__What to work on__: Pick out each line below that contains the word "water" and copy those lines as they appear.
──────── Provided records ────────
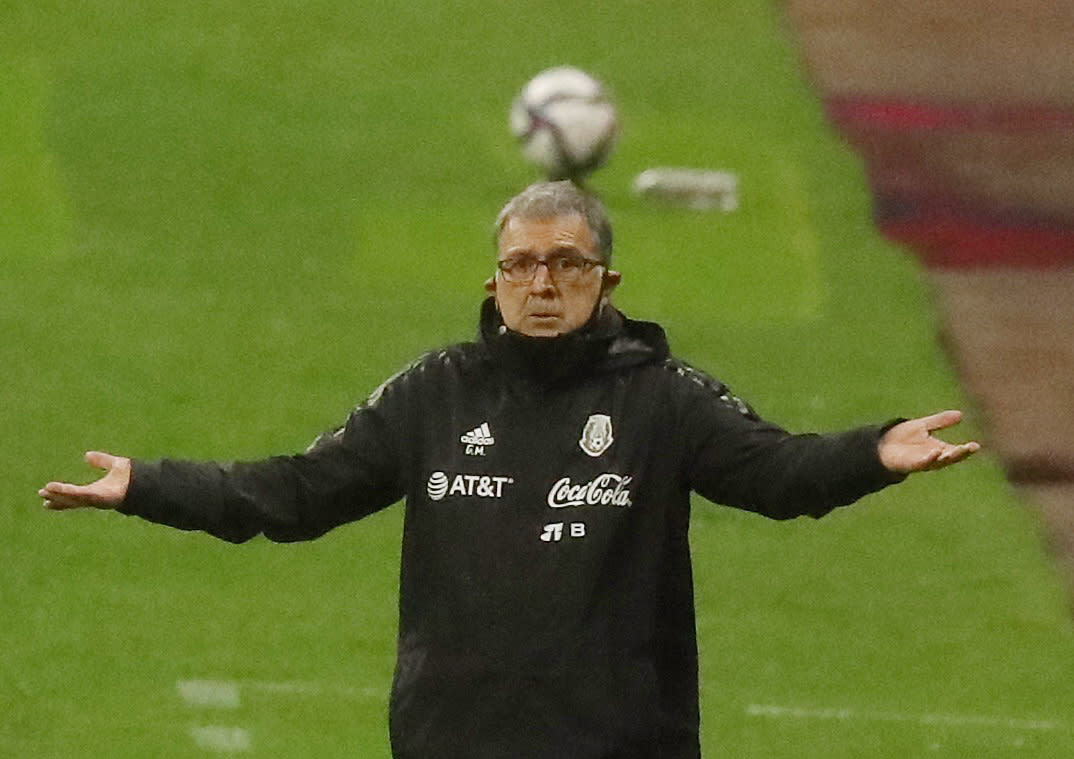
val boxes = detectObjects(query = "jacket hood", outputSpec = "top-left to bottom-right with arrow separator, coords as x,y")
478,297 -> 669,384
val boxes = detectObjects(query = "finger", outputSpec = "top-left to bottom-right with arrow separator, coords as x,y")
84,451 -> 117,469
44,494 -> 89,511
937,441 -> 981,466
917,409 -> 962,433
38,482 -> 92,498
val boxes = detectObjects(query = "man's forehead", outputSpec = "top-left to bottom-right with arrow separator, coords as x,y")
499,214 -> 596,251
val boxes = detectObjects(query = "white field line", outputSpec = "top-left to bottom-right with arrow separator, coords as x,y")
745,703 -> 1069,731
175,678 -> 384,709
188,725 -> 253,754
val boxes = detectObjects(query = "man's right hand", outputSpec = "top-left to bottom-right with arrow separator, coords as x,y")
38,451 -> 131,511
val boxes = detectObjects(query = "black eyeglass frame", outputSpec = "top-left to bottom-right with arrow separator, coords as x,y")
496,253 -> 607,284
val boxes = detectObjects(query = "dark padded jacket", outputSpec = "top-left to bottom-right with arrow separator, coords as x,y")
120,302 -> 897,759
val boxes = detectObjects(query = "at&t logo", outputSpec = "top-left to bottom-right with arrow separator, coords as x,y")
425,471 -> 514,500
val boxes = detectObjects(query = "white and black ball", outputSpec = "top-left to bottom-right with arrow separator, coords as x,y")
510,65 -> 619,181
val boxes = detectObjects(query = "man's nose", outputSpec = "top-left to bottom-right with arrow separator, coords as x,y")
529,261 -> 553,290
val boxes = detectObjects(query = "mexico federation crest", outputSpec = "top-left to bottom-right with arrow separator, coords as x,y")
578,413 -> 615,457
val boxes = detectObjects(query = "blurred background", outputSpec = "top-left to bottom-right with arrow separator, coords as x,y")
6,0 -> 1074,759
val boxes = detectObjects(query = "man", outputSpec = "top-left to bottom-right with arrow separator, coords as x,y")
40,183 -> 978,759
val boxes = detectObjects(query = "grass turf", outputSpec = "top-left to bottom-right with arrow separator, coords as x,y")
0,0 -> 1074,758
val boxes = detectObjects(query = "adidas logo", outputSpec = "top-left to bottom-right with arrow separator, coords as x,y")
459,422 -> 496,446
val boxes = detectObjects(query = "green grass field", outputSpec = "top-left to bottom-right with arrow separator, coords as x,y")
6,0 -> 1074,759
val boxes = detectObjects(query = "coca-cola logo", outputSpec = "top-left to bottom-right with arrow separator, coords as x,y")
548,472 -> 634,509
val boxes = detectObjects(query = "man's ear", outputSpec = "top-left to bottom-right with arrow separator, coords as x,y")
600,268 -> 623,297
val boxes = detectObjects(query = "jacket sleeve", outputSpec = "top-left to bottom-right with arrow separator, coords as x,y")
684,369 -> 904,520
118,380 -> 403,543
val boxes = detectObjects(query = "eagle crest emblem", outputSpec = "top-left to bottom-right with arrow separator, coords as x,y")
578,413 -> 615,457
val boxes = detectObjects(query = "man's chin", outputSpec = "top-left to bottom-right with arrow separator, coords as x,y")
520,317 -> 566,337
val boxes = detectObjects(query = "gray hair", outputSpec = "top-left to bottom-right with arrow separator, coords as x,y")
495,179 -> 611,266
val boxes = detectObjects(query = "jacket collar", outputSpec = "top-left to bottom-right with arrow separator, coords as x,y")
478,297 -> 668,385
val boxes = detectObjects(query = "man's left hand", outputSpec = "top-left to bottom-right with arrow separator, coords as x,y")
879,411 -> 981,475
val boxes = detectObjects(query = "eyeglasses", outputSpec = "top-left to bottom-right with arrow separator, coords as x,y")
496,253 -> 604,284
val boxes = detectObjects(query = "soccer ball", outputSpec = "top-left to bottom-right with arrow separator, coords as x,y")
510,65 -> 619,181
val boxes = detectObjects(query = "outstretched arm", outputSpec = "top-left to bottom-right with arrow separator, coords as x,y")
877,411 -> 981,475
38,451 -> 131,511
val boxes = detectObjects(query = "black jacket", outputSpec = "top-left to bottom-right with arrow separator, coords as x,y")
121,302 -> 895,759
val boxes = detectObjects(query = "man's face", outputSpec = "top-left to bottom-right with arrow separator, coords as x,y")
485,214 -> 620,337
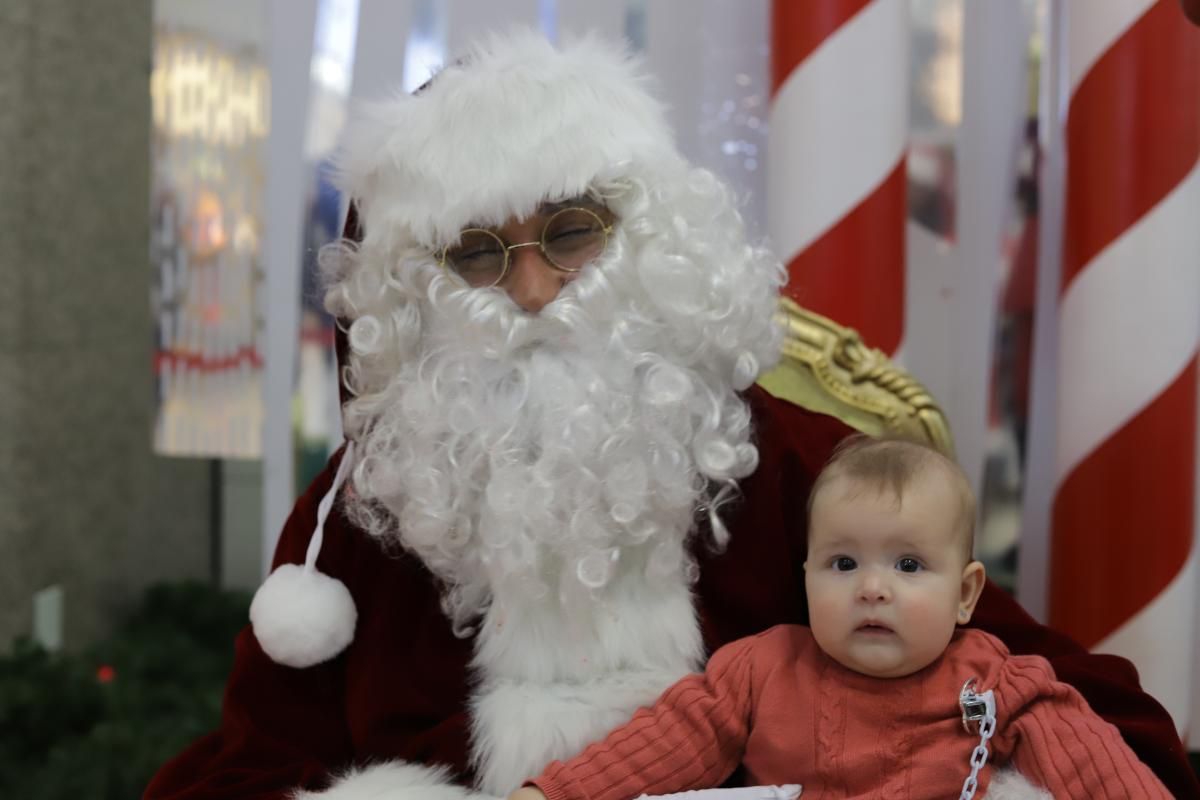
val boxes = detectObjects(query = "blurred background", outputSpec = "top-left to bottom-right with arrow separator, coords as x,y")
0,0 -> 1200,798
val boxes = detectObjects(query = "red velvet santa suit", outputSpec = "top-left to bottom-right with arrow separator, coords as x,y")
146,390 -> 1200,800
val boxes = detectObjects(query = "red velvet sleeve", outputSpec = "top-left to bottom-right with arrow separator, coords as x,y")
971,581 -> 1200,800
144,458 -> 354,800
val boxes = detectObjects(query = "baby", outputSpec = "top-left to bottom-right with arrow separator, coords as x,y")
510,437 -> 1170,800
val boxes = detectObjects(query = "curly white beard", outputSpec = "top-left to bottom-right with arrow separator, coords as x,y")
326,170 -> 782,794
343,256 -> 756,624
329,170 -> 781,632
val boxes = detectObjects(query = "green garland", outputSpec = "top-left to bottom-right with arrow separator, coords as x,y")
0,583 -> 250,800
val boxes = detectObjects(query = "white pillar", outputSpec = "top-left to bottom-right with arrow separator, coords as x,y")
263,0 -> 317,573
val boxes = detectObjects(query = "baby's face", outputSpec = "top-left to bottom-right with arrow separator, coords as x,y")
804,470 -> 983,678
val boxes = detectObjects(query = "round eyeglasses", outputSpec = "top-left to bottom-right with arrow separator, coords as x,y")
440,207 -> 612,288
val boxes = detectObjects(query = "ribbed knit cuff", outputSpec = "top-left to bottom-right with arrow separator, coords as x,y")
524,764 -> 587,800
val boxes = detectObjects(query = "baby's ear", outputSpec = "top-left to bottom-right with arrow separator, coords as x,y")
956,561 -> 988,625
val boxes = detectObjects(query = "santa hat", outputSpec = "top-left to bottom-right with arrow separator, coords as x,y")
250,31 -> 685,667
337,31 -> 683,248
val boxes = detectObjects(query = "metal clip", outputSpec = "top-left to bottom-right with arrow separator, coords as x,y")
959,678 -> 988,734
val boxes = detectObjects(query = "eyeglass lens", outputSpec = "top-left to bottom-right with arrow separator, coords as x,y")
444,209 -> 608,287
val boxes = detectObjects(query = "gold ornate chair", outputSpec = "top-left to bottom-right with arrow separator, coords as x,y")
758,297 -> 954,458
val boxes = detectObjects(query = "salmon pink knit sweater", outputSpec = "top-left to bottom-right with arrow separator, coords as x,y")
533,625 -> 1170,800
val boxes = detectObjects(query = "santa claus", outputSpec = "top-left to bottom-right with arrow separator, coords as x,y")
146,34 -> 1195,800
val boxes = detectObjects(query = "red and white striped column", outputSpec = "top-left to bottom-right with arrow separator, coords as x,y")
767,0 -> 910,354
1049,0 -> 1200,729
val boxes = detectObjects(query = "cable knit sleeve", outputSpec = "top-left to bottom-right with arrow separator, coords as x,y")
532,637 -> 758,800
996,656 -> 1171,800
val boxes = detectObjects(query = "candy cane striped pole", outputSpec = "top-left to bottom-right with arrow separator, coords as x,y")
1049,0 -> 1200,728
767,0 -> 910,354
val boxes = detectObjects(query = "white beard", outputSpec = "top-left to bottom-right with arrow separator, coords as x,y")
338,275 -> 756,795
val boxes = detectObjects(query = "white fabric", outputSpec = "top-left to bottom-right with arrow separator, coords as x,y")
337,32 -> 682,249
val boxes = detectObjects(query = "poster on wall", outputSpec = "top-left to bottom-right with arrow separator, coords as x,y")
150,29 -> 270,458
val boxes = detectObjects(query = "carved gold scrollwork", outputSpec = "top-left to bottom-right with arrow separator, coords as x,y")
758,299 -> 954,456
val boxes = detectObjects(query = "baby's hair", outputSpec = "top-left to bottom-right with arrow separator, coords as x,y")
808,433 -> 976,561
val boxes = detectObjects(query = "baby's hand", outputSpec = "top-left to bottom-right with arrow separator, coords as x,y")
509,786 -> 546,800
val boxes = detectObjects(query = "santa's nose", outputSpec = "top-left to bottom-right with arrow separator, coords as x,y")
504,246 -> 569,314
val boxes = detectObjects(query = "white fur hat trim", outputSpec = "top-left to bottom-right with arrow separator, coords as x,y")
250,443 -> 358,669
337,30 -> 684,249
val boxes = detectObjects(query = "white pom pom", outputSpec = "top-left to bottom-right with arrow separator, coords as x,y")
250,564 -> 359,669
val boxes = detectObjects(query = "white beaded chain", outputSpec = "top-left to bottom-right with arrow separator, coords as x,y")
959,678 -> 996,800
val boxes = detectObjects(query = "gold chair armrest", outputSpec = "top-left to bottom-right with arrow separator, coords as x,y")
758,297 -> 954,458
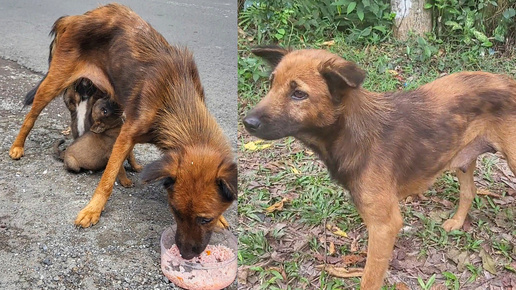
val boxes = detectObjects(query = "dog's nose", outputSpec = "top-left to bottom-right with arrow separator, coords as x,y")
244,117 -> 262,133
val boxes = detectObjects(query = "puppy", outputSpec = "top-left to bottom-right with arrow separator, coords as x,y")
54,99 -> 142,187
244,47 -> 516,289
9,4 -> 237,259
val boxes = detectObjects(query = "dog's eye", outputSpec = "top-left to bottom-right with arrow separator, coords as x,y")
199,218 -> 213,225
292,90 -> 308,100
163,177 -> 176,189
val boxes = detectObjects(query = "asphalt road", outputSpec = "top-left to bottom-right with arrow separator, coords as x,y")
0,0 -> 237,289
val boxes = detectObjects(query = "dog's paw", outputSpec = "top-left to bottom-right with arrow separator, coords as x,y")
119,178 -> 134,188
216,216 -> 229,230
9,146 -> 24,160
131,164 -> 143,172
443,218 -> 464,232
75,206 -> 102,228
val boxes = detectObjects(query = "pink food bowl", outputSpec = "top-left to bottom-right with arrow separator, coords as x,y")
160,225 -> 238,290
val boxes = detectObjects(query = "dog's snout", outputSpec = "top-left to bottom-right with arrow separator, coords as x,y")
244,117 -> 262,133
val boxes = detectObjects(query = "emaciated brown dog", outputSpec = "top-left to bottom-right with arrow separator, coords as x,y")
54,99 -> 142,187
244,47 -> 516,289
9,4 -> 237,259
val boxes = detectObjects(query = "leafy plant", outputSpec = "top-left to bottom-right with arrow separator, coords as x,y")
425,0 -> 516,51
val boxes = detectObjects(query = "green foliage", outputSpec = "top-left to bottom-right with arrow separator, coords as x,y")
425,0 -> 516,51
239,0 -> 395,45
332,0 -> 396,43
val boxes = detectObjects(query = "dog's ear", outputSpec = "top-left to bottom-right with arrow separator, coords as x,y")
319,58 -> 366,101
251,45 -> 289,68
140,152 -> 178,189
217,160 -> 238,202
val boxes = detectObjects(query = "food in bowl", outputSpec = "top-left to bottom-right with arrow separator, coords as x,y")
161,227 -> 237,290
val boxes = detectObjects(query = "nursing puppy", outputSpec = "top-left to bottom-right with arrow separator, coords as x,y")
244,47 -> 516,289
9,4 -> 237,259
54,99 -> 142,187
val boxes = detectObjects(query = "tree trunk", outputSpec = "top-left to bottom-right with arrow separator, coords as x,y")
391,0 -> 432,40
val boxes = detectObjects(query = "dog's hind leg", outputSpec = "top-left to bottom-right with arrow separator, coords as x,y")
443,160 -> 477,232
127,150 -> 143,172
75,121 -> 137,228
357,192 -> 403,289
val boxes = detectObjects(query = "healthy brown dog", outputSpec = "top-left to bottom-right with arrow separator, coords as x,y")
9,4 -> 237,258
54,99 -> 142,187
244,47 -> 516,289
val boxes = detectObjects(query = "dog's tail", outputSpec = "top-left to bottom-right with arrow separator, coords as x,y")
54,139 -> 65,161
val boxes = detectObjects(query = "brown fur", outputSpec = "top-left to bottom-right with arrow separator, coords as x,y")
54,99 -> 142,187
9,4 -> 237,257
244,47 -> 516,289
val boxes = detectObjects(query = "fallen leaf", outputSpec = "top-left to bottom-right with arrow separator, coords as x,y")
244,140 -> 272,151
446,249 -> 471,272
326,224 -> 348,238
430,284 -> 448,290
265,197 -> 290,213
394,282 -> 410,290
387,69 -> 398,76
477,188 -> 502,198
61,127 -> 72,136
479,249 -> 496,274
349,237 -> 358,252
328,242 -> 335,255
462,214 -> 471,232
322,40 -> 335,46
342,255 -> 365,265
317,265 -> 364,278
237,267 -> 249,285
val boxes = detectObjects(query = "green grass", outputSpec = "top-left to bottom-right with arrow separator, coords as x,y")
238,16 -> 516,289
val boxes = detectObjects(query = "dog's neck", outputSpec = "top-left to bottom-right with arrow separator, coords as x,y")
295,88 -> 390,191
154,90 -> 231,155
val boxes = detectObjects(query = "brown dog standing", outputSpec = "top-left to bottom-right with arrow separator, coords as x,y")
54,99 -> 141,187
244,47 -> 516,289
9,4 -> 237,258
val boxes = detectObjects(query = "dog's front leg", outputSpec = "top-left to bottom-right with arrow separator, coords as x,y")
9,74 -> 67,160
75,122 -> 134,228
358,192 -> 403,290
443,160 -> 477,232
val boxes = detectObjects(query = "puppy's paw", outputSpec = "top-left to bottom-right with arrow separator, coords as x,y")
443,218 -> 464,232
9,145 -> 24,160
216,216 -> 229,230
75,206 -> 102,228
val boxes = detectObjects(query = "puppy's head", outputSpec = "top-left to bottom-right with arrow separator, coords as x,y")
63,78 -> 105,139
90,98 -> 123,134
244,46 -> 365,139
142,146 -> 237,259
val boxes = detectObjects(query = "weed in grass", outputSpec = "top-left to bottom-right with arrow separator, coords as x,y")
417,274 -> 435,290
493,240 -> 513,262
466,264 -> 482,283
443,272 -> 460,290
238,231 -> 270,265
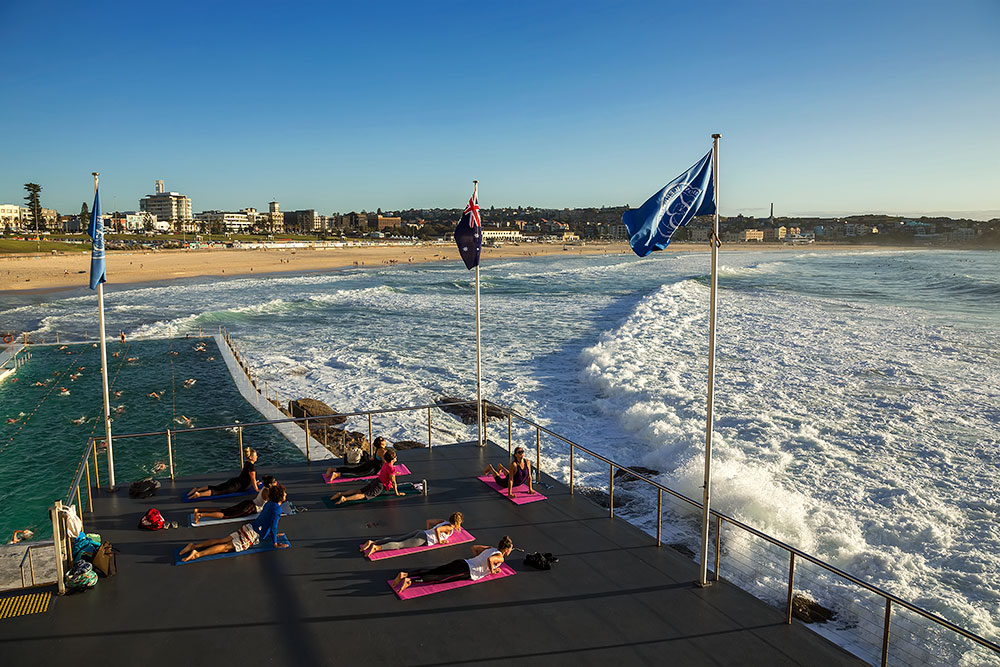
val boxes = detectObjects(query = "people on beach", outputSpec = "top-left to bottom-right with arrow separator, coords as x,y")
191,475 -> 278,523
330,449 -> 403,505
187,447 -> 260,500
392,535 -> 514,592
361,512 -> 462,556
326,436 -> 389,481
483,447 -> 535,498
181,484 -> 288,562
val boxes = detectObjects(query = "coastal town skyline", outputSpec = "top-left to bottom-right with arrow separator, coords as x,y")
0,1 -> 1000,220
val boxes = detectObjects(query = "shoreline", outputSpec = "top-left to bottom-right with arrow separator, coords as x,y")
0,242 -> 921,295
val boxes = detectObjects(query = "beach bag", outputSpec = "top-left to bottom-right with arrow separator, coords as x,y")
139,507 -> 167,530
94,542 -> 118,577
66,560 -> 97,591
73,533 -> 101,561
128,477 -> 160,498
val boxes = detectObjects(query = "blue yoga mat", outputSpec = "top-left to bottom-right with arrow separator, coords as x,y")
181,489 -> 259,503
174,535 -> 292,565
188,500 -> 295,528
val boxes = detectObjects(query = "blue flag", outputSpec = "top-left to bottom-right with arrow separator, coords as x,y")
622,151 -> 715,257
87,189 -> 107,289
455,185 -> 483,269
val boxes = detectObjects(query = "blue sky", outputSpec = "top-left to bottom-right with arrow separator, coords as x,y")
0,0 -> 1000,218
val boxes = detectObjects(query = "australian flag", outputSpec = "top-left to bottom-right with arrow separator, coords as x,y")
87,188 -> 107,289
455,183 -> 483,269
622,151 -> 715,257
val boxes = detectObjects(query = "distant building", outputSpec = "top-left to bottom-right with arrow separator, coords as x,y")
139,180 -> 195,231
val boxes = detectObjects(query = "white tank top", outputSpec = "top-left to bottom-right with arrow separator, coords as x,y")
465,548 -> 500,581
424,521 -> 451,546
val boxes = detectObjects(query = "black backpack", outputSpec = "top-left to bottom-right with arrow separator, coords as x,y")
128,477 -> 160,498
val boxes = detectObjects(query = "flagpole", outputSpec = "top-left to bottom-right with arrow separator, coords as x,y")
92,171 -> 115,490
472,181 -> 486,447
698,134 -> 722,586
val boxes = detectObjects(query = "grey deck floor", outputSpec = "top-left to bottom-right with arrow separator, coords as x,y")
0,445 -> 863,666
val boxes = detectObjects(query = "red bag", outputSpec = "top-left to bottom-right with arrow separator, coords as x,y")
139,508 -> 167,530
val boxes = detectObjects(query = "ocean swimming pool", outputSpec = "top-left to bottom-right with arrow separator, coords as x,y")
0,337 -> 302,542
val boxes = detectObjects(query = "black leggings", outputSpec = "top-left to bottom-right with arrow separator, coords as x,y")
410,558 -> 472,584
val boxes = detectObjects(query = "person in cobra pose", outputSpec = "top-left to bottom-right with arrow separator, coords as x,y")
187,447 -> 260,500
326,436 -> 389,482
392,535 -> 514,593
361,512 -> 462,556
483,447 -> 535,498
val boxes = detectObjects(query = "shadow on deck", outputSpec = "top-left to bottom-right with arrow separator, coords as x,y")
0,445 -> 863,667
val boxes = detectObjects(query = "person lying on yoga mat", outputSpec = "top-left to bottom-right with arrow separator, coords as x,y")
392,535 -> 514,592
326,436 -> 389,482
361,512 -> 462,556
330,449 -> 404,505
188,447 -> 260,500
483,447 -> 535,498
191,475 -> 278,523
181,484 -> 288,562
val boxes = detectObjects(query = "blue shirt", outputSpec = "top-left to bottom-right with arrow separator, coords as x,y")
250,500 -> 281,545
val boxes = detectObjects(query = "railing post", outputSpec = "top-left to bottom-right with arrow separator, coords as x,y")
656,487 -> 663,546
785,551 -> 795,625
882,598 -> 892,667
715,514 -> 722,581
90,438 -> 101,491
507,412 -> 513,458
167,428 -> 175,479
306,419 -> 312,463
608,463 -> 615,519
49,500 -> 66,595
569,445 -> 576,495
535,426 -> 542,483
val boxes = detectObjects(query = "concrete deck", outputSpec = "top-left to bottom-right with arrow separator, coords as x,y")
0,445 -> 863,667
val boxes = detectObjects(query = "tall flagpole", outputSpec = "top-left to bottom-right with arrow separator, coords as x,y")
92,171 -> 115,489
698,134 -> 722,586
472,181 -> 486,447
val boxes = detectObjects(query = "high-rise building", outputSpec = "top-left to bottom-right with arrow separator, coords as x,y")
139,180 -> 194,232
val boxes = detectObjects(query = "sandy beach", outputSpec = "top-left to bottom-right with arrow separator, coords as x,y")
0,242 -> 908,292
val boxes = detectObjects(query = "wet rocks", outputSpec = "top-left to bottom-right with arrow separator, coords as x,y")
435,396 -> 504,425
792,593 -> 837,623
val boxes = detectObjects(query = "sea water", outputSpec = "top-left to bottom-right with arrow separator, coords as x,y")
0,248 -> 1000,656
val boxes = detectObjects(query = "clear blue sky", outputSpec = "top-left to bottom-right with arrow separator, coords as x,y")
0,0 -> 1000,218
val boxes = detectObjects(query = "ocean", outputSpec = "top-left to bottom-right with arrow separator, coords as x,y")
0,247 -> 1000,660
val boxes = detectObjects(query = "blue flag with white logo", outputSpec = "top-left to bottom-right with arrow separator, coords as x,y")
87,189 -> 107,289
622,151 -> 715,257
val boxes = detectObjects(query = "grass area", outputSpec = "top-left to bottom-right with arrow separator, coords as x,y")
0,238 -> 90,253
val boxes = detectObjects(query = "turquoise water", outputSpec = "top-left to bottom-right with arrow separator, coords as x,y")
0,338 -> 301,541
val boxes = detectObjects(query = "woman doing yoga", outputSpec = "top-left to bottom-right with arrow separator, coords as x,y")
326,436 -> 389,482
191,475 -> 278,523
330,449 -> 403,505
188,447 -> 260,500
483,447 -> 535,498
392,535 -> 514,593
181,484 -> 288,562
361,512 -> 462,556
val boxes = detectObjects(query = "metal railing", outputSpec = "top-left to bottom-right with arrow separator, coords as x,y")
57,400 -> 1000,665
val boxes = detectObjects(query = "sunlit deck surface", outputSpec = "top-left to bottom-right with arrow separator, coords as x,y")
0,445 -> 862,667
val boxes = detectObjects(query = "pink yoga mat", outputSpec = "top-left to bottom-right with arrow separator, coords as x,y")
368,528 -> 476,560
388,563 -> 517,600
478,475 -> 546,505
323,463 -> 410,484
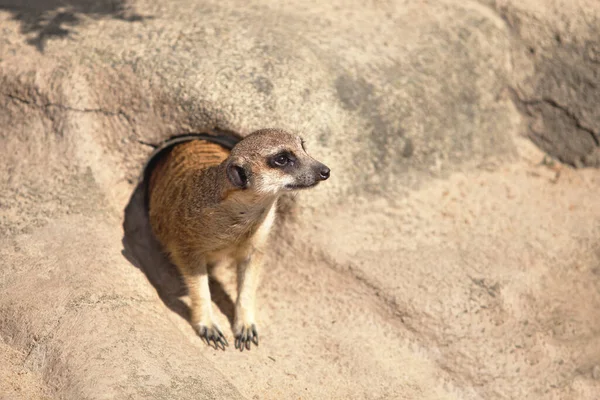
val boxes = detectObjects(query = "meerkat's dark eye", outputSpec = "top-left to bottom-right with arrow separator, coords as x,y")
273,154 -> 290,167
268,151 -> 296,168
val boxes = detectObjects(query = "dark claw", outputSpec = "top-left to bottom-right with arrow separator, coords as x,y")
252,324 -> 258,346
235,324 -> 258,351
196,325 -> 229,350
────────
__Task result__:
val boxes = detectObjects(query = "sea water", outputSpec = "top-left to bottom-right with arrow separator, coords as x,y")
val boxes = detectObjects(query = "turquoise water", outputSpec = "top-left to bottom-right with arrow separator, coords as x,y")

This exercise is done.